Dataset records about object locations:
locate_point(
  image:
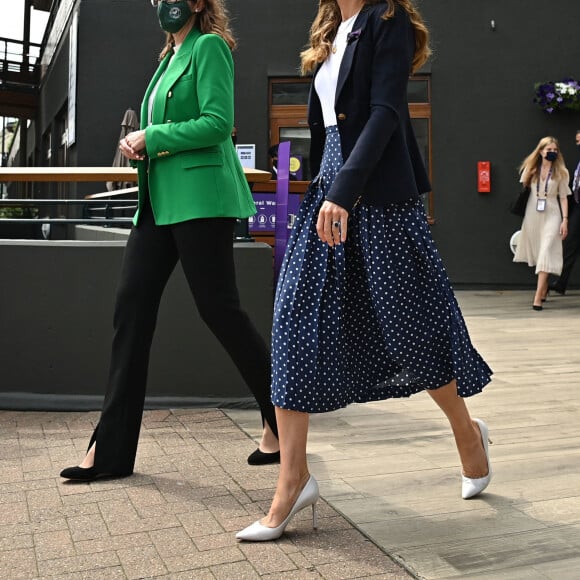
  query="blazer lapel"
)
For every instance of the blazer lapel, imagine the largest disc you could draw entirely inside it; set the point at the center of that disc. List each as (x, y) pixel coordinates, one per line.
(346, 63)
(145, 103)
(173, 66)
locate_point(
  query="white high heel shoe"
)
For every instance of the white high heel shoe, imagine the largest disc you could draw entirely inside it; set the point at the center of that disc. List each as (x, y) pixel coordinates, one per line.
(260, 533)
(472, 487)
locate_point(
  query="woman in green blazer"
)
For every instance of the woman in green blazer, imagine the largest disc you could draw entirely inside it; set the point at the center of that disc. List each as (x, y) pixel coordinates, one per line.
(191, 190)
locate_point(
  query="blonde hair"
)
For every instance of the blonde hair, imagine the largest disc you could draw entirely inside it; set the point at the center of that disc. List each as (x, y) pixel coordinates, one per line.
(214, 19)
(326, 23)
(531, 164)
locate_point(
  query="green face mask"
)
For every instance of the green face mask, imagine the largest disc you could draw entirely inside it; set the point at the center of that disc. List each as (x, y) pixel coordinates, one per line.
(172, 17)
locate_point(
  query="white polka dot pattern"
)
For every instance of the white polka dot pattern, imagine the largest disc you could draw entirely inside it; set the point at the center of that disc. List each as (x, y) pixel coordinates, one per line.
(372, 319)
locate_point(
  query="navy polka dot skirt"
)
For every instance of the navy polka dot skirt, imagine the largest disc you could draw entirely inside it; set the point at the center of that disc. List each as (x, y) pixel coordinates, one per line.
(371, 319)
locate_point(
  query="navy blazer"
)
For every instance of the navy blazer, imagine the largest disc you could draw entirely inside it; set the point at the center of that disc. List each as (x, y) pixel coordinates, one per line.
(382, 162)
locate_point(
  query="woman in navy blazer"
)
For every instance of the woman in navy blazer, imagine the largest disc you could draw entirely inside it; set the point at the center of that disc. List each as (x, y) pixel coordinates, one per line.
(364, 310)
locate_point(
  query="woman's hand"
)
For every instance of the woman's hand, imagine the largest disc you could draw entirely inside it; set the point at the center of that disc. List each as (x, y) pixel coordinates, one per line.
(132, 146)
(332, 224)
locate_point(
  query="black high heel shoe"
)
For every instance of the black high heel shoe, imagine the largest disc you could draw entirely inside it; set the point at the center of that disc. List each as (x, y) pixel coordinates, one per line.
(77, 473)
(81, 473)
(260, 458)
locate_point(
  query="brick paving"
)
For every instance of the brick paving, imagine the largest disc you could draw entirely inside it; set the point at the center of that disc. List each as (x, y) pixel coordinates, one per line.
(176, 517)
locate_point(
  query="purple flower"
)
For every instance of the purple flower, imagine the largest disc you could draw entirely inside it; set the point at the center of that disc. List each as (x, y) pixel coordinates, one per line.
(352, 36)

▶ [Request]: Pictures excluded, quote all the data above exactly.

▶ [Finished task]:
locate_point(
  image:
  query="blazer lapel"
)
For every instance of the blazer lapel, imagine the largest disc you could draw entirely inside it; set the point at the center of that disc. List each as (x, y) pixel coordinates, one per line.
(346, 63)
(145, 103)
(173, 66)
locate_point(
  query="white high heel shoe"
)
For every instance of the white high heel shoe, imagine the largest disc you could draw entirely inside it; set the point at the center of that disc. List each as (x, y) pixel coordinates, one per line.
(260, 533)
(472, 487)
locate_point(
  query="woman in green blazer"
)
For every instance of the woman in green blazer, imagine the largest disc you could draw entirely inside it; set the point at the center of that disc. List each as (x, y) pixel coordinates, one per line.
(191, 190)
locate_point(
  query="blonde hair"
)
For every instance of the blonde hair, imagine the largest disc you could draw entirely inside it; set the point at the center of that disc. List each as (x, y) pixel coordinates, one per line.
(214, 19)
(326, 23)
(531, 164)
locate_point(
  query="green face mask"
)
For every instance of the green face mask, imagine the largest disc you could draw entirely inside it; set the point at the center of that disc. List each as (x, y) pixel coordinates, one per line.
(172, 17)
locate_point(
  query="white polka dot pattern"
)
For every instance of the white polka dot pattern, imagine the largest disc you could draw entirely inside it; set the point at the center of that disc. List each as (x, y) pixel coordinates, one per line.
(372, 319)
locate_point(
  query="navy polka dot skirt"
)
For every instance of the navy polka dot skirt, imagine the largest disc you could draw entirely inside it; set the point at the center of that disc. List each as (x, y) pixel coordinates, one per line.
(371, 319)
locate_point(
  query="navy blazer"
)
For every instance of the navy blazer, imagine the largest disc you could draw entirely inside it; set the point at the center of that disc. List each as (x, y) pixel coordinates, one per line.
(382, 162)
locate_point(
  query="woman in navy blazer"
)
For every instance of the woman in navy blazer, imagine the largest disc you could draw entirely inside it; set the point at the center of that disc. List each as (x, y) pixel coordinates, one per line.
(364, 310)
locate_point(
  query="woman's hand"
)
For every instance of the woman's hand, imagine the largest disc you could draw entirely inside it; set the point at the center of that disc. List each as (x, y) pixel coordinates, one per line.
(132, 146)
(332, 224)
locate_point(
  query="black high heel shoe"
)
For every instance of the black high heel shoe, imagine the largest disc you could draw entirely inside it; set the point at the center of that disc. List each as (x, y) pixel coordinates, one per line.
(77, 473)
(81, 473)
(260, 458)
locate_point(
  query="brick paving"
)
For every instance of the brick paving, imagine the largest disc you could draw entirely inside it; set the point at the center of that disc. List each as (x, y) pixel coordinates, one per line.
(176, 517)
locate_point(
  query="purple flower"
)
For every instance of the purple flower, imagine the largest disc you could draw entirely inside it; set the point at the center of that disc. List each as (x, y) pixel coordinates, one per line.
(352, 36)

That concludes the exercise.